─── Data for analysis ───

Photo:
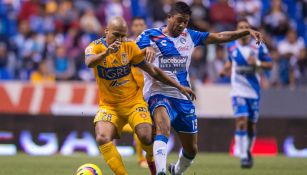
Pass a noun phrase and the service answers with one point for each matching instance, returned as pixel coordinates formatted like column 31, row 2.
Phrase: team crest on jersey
column 183, row 40
column 89, row 50
column 141, row 109
column 124, row 58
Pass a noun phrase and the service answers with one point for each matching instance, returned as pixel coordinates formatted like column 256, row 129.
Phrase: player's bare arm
column 149, row 53
column 94, row 60
column 262, row 64
column 222, row 37
column 161, row 76
column 226, row 69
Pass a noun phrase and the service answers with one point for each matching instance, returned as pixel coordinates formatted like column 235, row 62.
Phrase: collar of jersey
column 104, row 42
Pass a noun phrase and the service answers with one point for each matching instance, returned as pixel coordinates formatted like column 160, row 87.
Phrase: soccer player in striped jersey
column 245, row 60
column 173, row 45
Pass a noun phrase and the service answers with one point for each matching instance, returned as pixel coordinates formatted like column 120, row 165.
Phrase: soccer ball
column 88, row 169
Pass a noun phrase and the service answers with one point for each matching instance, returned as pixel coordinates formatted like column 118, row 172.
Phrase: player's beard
column 177, row 31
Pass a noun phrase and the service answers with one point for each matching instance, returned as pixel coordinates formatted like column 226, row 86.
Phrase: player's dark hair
column 181, row 8
column 242, row 20
column 137, row 18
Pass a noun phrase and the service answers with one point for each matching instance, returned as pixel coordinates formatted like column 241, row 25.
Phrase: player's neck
column 167, row 31
column 244, row 41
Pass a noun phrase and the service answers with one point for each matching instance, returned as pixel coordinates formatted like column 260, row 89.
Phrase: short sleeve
column 264, row 54
column 198, row 38
column 143, row 40
column 92, row 49
column 137, row 55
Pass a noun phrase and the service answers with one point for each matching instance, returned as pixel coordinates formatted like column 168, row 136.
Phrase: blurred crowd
column 44, row 40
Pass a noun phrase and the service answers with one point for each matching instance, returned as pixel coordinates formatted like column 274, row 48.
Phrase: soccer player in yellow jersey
column 120, row 97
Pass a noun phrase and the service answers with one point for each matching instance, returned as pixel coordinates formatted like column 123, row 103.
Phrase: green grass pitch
column 204, row 164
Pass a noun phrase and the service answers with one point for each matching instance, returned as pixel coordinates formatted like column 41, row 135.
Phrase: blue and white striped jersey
column 245, row 80
column 173, row 56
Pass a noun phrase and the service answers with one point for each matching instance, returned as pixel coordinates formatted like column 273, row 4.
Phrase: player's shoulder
column 152, row 32
column 231, row 46
column 96, row 42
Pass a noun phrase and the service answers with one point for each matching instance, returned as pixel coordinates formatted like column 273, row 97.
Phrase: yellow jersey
column 118, row 81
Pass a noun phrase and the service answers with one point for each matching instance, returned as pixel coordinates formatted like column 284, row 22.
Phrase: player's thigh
column 189, row 143
column 240, row 107
column 105, row 118
column 127, row 128
column 141, row 122
column 162, row 120
column 139, row 114
column 105, row 132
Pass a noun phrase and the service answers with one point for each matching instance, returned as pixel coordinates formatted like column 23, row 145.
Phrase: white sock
column 241, row 142
column 160, row 153
column 251, row 142
column 183, row 163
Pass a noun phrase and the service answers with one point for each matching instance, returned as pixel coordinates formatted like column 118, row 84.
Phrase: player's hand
column 114, row 47
column 251, row 61
column 150, row 54
column 222, row 73
column 257, row 36
column 188, row 92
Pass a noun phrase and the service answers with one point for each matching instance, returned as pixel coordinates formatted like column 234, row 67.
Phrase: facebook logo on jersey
column 113, row 73
column 173, row 64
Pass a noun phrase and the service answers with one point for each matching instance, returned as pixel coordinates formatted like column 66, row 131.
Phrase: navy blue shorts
column 181, row 112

───

Work instructions -
Make a word-for-word copy of the records above, excluding all pictures.

Reply to the exercise -
Photo:
Pass a noun phrase and the service answers with one point for each matching instance, returned as pixel coordinates formatted like column 31, row 2.
Phrase: team crest on jersey
column 183, row 40
column 89, row 50
column 141, row 109
column 124, row 58
Pass a noun phrase and the service answers with one point for each matching instance, returned as pixel coordinates formatted like column 256, row 129.
Phrase: player's bare arm
column 149, row 53
column 94, row 60
column 262, row 64
column 222, row 37
column 161, row 76
column 226, row 69
Pass a noun phrase and the service answers with one point for each matching instance, returned as pixel coordinates formatted like column 235, row 62.
Phrase: collar of jersey
column 104, row 42
Pass a noun phrase and the service answers with one point for each matching instance, returned as pixel coordinates formatted like column 160, row 87.
Phrase: soccer player in striped jersey
column 245, row 60
column 173, row 45
Pass a noun phrase and the service answers with one point for each matching instance, returned as pixel coordinates formatted like column 120, row 165.
Phrase: soccer ball
column 88, row 169
Pass a noun phrase and the service answers with one point for each matching instance, returned as pixel coordinates formatted like column 118, row 172.
Phrase: player's beard
column 177, row 31
Pass a noun phrase and the service answers with one point for each matching instance, returned as pixel coordinates formatted like column 226, row 86.
Phrase: player's dark hair
column 181, row 8
column 242, row 20
column 137, row 18
Pass a noun phrase and the service answers with one point for each matching instance, returned as pixel coordinates formatted like column 241, row 25.
Phrase: player's neck
column 167, row 31
column 244, row 41
Pass a noun phrase and the service answers with one point for each matching instance, returned as pixel coordinates formatted like column 260, row 89.
Phrase: short sleeve
column 264, row 54
column 198, row 38
column 143, row 40
column 92, row 49
column 137, row 55
Pass a noun phrase and the service answers with one point for each matching instance, returned as pixel coordinates formatted like column 168, row 136.
Phrase: blurred crowd
column 44, row 40
Pass a noun phrase and the service answers with one point for each matching instance, returned as pixel coordinates formatted like column 274, row 48.
Phrase: soccer player in yellow jersey
column 120, row 97
Pass a noun phrase and the service answers with one point for each matching instance, returned as pixel coordinates formatted like column 123, row 103.
Phrase: green grass pitch
column 204, row 164
Pass a noun phrase and the service answers with one point for each matching instance, returned as pixel coordinates formatted like column 41, row 135.
Phrase: blue and white striped jersey
column 245, row 80
column 173, row 56
Pass a noun phrase and the service answers with one point for each matching instance, returned as pixel coordinates formatted like column 273, row 4.
Phrase: player's shoulder
column 152, row 32
column 231, row 46
column 96, row 42
Pass a noun phrase and the service answers with one point for each matching instance, returned as pixel coordinates formatted like column 273, row 97.
Phrase: yellow jersey
column 118, row 81
Pass a noun phrase and the service answers with one point for each matching instance, returned as pixel coordinates formatted like column 284, row 22.
Phrase: player's thigh
column 189, row 143
column 240, row 107
column 105, row 118
column 127, row 128
column 141, row 122
column 162, row 120
column 139, row 114
column 105, row 132
Pass a noun phrase and the service answers with one point for each matching instance, returned as pixel coordinates formatted like column 23, row 145.
Phrase: white sock
column 241, row 142
column 160, row 153
column 251, row 142
column 183, row 163
Pass a noun phrase and the service answers with one point for each matching instance, returned as pixel coordinates formatted like column 118, row 84.
Phrase: player's hand
column 114, row 47
column 251, row 61
column 150, row 54
column 222, row 73
column 257, row 36
column 188, row 92
Pass a noun phrase and the service answers with one point for each matching instance, returned as pixel coordinates formatted like column 234, row 67.
Phrase: facebook logo on jersey
column 113, row 73
column 173, row 64
Pass a noun phrase and the service answers with one point for each matching instance, returned as pixel coordinates formatted like column 66, row 131.
Phrase: navy blue shorts
column 181, row 112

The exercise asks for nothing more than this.